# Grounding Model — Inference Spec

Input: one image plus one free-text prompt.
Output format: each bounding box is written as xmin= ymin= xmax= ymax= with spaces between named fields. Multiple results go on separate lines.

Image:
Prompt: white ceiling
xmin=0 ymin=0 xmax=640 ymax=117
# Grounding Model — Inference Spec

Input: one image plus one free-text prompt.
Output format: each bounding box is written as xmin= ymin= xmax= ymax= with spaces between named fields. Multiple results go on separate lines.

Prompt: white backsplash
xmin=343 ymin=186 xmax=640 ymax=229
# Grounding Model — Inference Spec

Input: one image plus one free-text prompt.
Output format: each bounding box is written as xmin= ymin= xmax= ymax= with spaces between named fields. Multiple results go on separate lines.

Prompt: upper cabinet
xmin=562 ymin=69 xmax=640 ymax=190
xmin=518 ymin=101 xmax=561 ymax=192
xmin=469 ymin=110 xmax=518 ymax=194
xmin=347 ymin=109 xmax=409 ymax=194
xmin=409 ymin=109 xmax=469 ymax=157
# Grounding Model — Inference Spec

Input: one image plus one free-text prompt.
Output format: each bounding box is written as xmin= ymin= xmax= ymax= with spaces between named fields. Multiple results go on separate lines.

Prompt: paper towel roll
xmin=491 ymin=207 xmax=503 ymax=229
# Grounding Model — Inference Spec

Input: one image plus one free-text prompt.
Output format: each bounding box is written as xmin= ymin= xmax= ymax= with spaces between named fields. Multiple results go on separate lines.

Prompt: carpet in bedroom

### REQUIREMENTS
Could you write out, unchanged, the stretch of rows from the very beginning through the line that contains "xmin=0 ymin=0 xmax=640 ymax=117"?

### RESULT OF THE TASK
# Grounding Model — Inference Spec

Input: one image plus one free-text prompt.
Output format: each bounding box is written as xmin= ymin= xmax= ymax= with spaces between named fields. Multiple results go on separate lines.

Image:
Prompt: white ceiling
xmin=0 ymin=0 xmax=640 ymax=117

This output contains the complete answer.